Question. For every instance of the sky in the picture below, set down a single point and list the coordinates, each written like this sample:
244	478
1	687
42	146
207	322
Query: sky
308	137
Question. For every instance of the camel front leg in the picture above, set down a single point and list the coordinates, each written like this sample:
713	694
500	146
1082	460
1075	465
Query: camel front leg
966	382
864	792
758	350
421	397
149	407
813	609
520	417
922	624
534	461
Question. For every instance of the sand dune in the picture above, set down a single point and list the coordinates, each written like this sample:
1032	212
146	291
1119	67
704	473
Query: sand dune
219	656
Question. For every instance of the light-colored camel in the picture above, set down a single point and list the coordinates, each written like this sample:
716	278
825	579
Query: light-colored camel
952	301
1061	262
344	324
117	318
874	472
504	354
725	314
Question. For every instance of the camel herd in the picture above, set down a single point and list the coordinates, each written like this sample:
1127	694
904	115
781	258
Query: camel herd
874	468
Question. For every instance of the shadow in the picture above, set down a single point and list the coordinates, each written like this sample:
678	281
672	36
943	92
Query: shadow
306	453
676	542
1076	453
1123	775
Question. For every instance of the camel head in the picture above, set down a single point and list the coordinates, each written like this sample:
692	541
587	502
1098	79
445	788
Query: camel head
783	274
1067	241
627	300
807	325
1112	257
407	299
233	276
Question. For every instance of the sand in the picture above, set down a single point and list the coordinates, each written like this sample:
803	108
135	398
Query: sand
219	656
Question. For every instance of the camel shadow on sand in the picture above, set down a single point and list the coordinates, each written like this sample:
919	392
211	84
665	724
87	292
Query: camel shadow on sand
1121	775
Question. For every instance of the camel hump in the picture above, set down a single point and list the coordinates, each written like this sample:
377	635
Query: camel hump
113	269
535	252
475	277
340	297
------------------------------------------------
BRIEF ▸
Write down the full listing again, exactly.

WORKED SOLUTION ▸
Question. For every instance of the sky in the picture below, set down a single point and list the coordinates, each written like this sample:
244	478
1	687
42	146
207	322
Query: sky
308	137
Question. For every instance of the camel front leg in the picture above, set down a single point and list the coordinates, each written like this sample:
713	694
500	146
1082	460
1075	465
Query: camel front leg
966	382
864	792
758	350
421	397
149	407
813	609
520	417
922	624
534	461
Question. For every instance of the sand dune in the picture above, set down a single point and list the coordinates, each written like this sample:
1032	212
146	291
1119	67
704	473
Query: sand dune
219	656
Question. For every instance of the light-colored camel in the picture above, set down a single point and list the coordinates, each written like this sample:
716	278
825	579
Query: light-colored camel
952	301
1061	262
344	324
117	318
874	472
504	354
725	314
Question. For every instance of the camel herd in the picture above, set down a single point and list the coordinates, each written like this sample:
1127	694
904	115
781	258
Query: camel herd
874	468
Question. For every instance of the shadow in the picture above, set down a single point and list the coordinates, each written like this sample:
678	281
672	36
943	92
Query: shadow
306	453
676	542
1076	453
1123	775
Question. For every instance of the camel head in the picture above, set down a single point and list the coordinates, each written like this sample:
692	541
587	502
1098	79
445	788
Query: camel head
783	274
1067	241
627	300
807	325
1112	257
407	299
233	276
Question. For every instance of the sand in the picture above, set down a single point and list the coordinates, each written like this sample:
803	108
135	398
Query: sand
219	656
Question. For every instance of the camel shadow on sand in the picture above, set down a single point and list the coordinates, each written like this sample:
919	392
211	84
665	724
87	292
Query: camel shadow on sand
1121	775
Question. For every instance of the camel hump in the picture above, set down a single point and list the coordinates, each written like this sample:
377	635
Query: camel hump
113	269
535	252
475	277
340	297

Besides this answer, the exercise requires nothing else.